■ **AIM**
Write out verbatim the stretch of the listing below from the line containing "of the lamp" through the end of the listing, including both ends.

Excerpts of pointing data
==============================
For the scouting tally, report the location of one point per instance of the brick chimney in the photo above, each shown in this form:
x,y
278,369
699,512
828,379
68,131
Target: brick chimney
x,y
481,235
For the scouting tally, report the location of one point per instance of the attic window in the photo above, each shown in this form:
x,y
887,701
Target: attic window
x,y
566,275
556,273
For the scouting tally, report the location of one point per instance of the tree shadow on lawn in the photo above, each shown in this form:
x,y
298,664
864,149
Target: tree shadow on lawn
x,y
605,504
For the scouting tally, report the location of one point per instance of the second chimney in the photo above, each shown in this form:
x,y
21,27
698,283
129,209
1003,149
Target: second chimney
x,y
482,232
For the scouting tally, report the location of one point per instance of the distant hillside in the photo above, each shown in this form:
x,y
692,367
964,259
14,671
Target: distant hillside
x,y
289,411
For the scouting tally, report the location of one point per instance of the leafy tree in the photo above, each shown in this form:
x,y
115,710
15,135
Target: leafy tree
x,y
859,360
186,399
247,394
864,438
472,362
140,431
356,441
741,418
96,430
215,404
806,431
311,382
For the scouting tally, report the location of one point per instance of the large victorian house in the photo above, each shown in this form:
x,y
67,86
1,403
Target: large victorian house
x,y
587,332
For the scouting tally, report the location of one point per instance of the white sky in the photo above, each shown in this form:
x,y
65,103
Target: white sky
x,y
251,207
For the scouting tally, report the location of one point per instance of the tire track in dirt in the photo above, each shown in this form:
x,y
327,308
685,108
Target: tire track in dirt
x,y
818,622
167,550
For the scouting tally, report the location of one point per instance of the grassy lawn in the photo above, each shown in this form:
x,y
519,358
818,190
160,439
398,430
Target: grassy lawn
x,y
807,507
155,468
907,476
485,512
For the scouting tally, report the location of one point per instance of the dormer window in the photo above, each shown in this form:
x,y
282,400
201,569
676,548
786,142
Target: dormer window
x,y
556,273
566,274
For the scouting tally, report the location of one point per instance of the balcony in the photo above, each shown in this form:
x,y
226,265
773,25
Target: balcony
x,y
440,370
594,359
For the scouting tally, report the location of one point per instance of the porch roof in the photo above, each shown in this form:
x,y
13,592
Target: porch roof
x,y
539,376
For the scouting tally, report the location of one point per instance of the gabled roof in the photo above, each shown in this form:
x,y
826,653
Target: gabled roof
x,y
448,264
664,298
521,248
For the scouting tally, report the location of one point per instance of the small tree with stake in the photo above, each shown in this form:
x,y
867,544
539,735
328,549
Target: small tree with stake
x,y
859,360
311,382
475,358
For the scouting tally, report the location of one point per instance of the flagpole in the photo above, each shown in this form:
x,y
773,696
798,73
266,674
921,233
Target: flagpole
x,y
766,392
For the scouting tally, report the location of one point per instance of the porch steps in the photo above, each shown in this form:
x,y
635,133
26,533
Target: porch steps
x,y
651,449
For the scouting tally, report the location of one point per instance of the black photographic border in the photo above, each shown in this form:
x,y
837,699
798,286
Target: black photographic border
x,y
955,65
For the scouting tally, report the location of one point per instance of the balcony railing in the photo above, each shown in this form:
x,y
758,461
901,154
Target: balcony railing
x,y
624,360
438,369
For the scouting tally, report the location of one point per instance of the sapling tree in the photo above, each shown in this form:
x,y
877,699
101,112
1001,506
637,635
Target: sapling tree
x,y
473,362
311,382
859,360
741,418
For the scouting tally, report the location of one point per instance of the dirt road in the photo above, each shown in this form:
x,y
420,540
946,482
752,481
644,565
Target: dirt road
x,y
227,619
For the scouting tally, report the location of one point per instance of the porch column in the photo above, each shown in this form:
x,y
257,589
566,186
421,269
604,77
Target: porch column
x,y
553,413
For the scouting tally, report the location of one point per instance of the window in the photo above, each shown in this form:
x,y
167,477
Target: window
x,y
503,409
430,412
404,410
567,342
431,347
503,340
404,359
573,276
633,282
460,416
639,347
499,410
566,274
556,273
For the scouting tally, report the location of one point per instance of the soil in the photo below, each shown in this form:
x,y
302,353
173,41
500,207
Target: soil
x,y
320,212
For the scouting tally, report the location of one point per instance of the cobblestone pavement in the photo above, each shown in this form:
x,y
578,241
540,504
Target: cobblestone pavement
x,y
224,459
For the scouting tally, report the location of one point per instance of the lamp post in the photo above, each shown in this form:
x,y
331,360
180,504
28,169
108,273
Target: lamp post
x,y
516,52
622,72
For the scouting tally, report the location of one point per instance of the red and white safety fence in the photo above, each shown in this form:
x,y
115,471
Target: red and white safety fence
==============================
■ **FULL OUTPUT**
For the scouting tally, report the location of one point per instance of the lamp post in the photo above, each shown in this form:
x,y
331,360
180,504
28,169
108,273
Target: lamp post
x,y
516,52
622,72
For the scouting tally, report the location of one point per instance of the red and white safety fence in the photo above, each shown in this form:
x,y
115,471
Target: red and white safety fence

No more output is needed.